**AUFGABE**
Überarbeite den Abschnitt der Rezension, der mit den Worten „Review vom 11.08.2013“ beginnt und mit „allerdings zu überwiegen...“ endet. Gib ihn erneut wieder und setze dabei „Glanzstück“ an die Stelle von „Meisterwerk“.

**TEXTAUSZUG**
=======

Chris Evans/David Hanselmann
Stonehenge - From Then Till Now
Stonehenge - From Then Till Now Spielzeit: 62:38
Medium: CD
Label: Warner Music, 2013
Stil: Prog Rock

Review vom 11.08.2013


Steve Braun
Wenn ein allgemein als Kultalbum gewertetes Meisterwerk von seinen Machern komplett neu überarbeitet wird, ist die Gefahr für diese ziemlich groß, sich auf extrem dünnes Eis zu bewegen. Alan Parsons gelang dies 1987 mit der Neuauflage von "Tales Of Mystery And Imagination" ganz zauberhaft - abschreckende Beispiele scheinen allerdings zu überwiegen...
Mit "Stonehenge" wird nun ein ultra-rares Kultalbum - 1980 als LP erschienen - neu aufgelegt, das seit Jahrzehnten von den Fans heiß begehrt gesucht wird. Natürlich hätte man die Tonspuren 'einfach' remastern und damit auf ein zeitgemäßes Niveau heben können - den Hardcore-Fans hätte dies sicherlich genügt. Aber offensichtlich hat sich hier für Chris Evans und David Hanselmann ein Arbeitsprozess entwickelt, der zwei Jahre andauern sollte und vier neue wie zwei überarbeitete Songs zeitigte.

=======

(Beschriftungen der Objektpunkte)
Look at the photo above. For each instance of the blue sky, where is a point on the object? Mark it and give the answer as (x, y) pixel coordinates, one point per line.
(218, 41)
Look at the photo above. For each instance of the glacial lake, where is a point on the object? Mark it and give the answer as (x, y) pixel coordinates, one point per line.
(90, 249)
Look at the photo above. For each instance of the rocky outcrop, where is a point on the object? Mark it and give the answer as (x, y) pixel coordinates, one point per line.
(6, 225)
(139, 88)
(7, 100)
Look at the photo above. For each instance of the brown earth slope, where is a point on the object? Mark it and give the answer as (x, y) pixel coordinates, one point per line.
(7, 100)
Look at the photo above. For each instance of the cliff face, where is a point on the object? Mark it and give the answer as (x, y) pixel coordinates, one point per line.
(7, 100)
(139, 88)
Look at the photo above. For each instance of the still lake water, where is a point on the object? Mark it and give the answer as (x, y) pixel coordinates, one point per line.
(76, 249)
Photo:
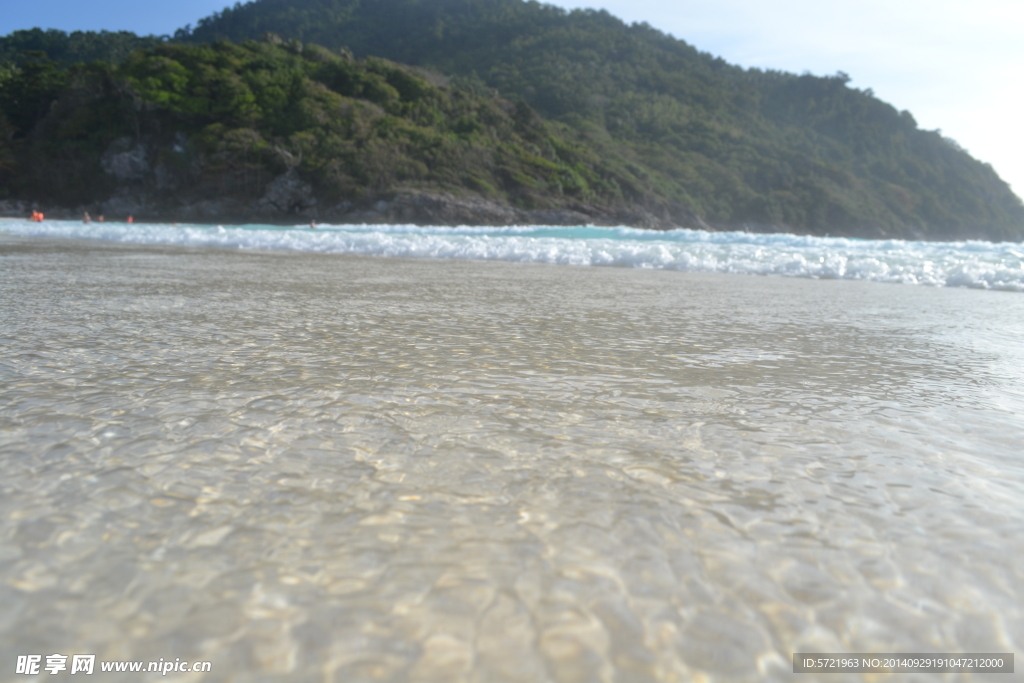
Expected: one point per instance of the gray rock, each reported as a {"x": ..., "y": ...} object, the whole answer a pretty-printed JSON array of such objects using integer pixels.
[
  {"x": 287, "y": 195},
  {"x": 126, "y": 162}
]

=======

**LÖSUNG**
Review vom 11.08.2013


Steve Braun
Wenn ein allgemein als Kultalbum gewertetes Glanzstück von seinen Machern komplett neu überarbeitet wird, ist die Gefahr für diese ziemlich groß, sich auf extrem dünnes Eis zu bewegen. Alan Parsons gelang dies 1987 mit der Neuauflage von "Tales Of Mystery And Imagination" ganz zauberhaft - abschreckende Beispiele scheinen allerdings zu überwiegen...